- **TEXTE ÉTUDIÉ**
Les projets de réacteurs hybrides, mariage de la technologie des accélérateurs et de celle des réacteurs nucléaires, ont été relancés en 1994 par l’amplificateur d’énergie proposé par le prix Nobel de physique 1984 Carlo Rubbia et son équipe au CERN.

L’accélérateur serait un accélérateur de protons dont l’énergie cinétique à la sortie serait de l’ordre de 1000 MeV, plus de cent fois les 8 MeV requis pour arracher un nucléon d’un noyau. Lors d’une collision avec une cible de plomb, ces protons arrachent en moyenne une vingtaine de neutrons. Ces neutrons sont appelés neutrons de spallation.

Fission et régénération de l’uranium-233
Ce schéma de principe du cœur d’un réacteur hybride montra le faisceau de protons se propageant jusqu’à ce cœur et la « flamme » de neutrons qui atteignent le thorium et les matériaux fissiles immergés dans le plomb fondu. On a figuré les deux fonctions de ces neutrons : à gauche, la production d’énergie par la fission d’un noyau d’uranium-233 ; à droite, la régénération de cet uranium-233 fissile à partir de la capture d’un neutron par un noyau de thorium.
© IN2P3 (Source J.P.Revol).

Dans un réacteur classique, « l’allumette » primaire – la source de neutrons qui déclenche les premières réactions de fission – est généralement constituée d’un émetteur alpha et de béryllium. Elle est interne au réacteur et on ne peut pas la contrôler. Dans un réacteur hybride au contraire, la source est externe : les neutrons primaires sont fournis via l’accélérateur. Comme cette source est abondante, on n’a pas besoin de maintenir un état critique pour entretenir indéfiniment la réaction en chaîne et l’on choisit un combustible plus pauvre en éléments fissiles. Un neutron n’y déclenche qu’un nombre limité de fissions. La réaction en chaîne a perdu son potentiel explosif. C’est l’accélérateur qui pilote le réacteur.

Transparence du sodium et du plomb aux neutrons rapides
Le plomb et le bismuth seraient utilisés pour évacuer la chaleur en raison de leur grande transparence aux neutrons rapides. Cette transparence évite que ces neutrons soient capturés lors des nombreuses collisions qu’ils peuvent subir avant d’être absorbés de manière utile par le thorium fertile ou l’uranium fissile. La figure montre, pour les éléments naturels, la section efficace de capture des neutrons rapides, c’est-à-dire leur probabilité de capture (la courbe est tracée pour une énergie de 65 keV caractéristique de ces neutrons). La probabilité de capture apparaît particulièrement faible pour le sodium et le plomb. Le plomb présente sur le sodium l’avantage d’être moins délicat à manipuler.
© CERN/IN2P3

Les protons accélérés qui circulent dans le vide doivent traverser une « fenêtre » pour atteindre la cible où se produiront les réactions de spallation. La proposition de l’équipe Rubbia est que les protons frappent une cible de plomb fondu. Le plomb présente d’excellentes qualités nucléaires (une grande transparence aux neutrons), mais il est corrosif à l’état liquide. Pour diminuer ce caractère corrosif, on emploierait un mélange – dit eutectique – de plomb et de bismuth (également transparent aux neutrons).

- **DONNÉES FOURNIES**

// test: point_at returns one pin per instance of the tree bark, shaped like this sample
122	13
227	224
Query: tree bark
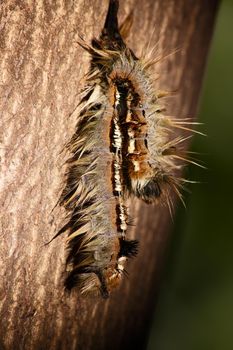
41	75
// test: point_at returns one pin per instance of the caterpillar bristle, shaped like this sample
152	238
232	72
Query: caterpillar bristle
121	147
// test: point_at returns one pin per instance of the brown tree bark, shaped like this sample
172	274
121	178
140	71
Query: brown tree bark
41	75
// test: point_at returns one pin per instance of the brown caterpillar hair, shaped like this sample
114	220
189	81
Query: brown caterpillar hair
121	147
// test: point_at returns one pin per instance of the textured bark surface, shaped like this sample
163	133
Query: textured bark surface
41	69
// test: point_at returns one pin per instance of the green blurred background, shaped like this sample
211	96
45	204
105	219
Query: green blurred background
195	304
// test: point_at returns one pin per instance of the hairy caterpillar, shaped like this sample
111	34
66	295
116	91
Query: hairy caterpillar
121	147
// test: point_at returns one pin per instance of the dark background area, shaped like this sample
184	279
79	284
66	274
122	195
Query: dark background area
195	305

- **CONSIGNE**
Pour chaque affirmation ci-dessous, indiquez par oui ou par non si elle concorde avec le texte sur les réacteurs hybrides, puis citez textuellement les mots de ce texte qui permettent de trancher.
1. Dans un réacteur hybride, la source de neutrons primaires est interne au réacteur.
2. Le plomb est moins délicat à manipuler que le sodium.
3. Lors d’une collision avec une cible de plomb, un proton arrache en moyenne une centaine de neutrons.

- **RÉPONSE ATTENDUE**
1. Non : « Dans un réacteur hybride au contraire, la source est externe : les neutrons primaires sont fournis via l’accélérateur. »
2. Oui : « Le plomb présente sur le sodium l’avantage d’être moins délicat à manipuler. »
3. Non : « ces protons arrachent en moyenne une vingtaine de neutrons »